Source passage>
______________________________

As the Obamacare debate nears to a close, it is looking increasingly likely that the House will attempt to use the blatantly unconstitutional “Slaughter Solution” to “deem” the Senate bill already passed through the House, even though it has not been. We have already discussed why the Slaughter Solution is unconstitutional (because of the Presentment Clause) here, and this Sunday in the WSJ, Federal Appeals Judge Michael McConnell agreed. Many people seem to be nervous, however, that either a) no one will have standing to challenge Congress’s illegal action, or b) that a legal challenge may not be permitted for several years, until the bill actually takes effect. Although I am not an expert in this particular area of Constitutional law, based upon two famous Supreme Court precedents, the first fear is completely groundless, and the second may be overblown.

______________________________

Records supplied>
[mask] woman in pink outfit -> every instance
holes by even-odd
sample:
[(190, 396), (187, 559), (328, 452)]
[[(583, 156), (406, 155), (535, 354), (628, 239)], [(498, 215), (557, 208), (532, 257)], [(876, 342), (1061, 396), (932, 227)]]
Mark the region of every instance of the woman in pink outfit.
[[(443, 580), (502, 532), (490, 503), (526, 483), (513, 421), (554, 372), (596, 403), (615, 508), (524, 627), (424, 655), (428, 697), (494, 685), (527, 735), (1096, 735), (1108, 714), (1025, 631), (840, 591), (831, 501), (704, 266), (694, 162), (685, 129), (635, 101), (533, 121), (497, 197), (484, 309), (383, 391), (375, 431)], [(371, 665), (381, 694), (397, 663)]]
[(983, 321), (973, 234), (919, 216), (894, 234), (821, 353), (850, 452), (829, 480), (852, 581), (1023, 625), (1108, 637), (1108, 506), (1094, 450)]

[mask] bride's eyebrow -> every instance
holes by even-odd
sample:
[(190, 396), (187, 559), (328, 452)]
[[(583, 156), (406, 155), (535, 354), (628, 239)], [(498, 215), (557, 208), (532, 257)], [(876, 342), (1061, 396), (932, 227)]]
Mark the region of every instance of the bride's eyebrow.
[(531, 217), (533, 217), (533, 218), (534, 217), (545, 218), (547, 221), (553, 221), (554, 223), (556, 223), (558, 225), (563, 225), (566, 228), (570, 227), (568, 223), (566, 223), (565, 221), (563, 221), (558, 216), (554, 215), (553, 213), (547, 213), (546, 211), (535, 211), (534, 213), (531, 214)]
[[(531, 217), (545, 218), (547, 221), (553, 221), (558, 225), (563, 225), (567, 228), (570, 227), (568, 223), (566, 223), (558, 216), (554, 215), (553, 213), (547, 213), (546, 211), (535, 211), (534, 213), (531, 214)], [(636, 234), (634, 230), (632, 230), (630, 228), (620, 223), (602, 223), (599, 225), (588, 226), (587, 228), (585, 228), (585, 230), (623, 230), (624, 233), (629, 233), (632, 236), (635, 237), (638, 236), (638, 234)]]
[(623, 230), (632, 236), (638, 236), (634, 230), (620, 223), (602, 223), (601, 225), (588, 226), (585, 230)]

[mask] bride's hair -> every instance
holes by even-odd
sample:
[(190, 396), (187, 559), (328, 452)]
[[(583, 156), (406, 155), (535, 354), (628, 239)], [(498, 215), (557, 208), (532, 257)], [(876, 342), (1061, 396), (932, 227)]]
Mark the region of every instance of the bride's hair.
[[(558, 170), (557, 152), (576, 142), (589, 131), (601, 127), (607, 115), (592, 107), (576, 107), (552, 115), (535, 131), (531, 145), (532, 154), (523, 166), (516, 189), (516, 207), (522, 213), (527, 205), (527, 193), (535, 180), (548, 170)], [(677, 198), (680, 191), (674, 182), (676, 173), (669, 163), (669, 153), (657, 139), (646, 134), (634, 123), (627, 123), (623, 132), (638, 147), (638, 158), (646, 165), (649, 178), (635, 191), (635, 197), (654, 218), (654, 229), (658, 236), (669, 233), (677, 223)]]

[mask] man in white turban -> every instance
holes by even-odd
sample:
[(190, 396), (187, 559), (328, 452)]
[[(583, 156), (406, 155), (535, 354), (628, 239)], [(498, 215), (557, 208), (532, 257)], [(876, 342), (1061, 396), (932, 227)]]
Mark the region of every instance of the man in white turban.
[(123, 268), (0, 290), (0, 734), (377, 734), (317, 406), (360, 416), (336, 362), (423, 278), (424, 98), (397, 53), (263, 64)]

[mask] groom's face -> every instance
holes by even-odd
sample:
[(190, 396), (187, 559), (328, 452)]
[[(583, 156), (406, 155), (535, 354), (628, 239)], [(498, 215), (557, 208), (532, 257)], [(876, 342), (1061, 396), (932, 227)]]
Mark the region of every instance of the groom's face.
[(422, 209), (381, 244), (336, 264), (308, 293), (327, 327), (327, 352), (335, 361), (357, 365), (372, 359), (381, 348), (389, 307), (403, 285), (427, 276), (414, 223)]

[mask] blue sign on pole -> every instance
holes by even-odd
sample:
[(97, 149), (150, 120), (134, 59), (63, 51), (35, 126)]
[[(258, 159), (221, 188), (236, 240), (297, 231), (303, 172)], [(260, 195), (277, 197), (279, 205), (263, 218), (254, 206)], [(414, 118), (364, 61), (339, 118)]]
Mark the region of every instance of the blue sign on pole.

______________________________

Tasks to complete>
1. Using the passage on the "Slaughter Solution," explain why the writer calls that procedure unconstitutional.
2. According to the passage on the "Slaughter Solution," who agreed in the WSJ that the procedure is unconstitutional?

Activity answers>
1. The writer calls it unconstitutional because of the Presentment Clause. The procedure would "deem" the Senate bill already passed through the House even though the House has not actually passed it.

2. Federal Appeals Judge Michael McConnell agreed.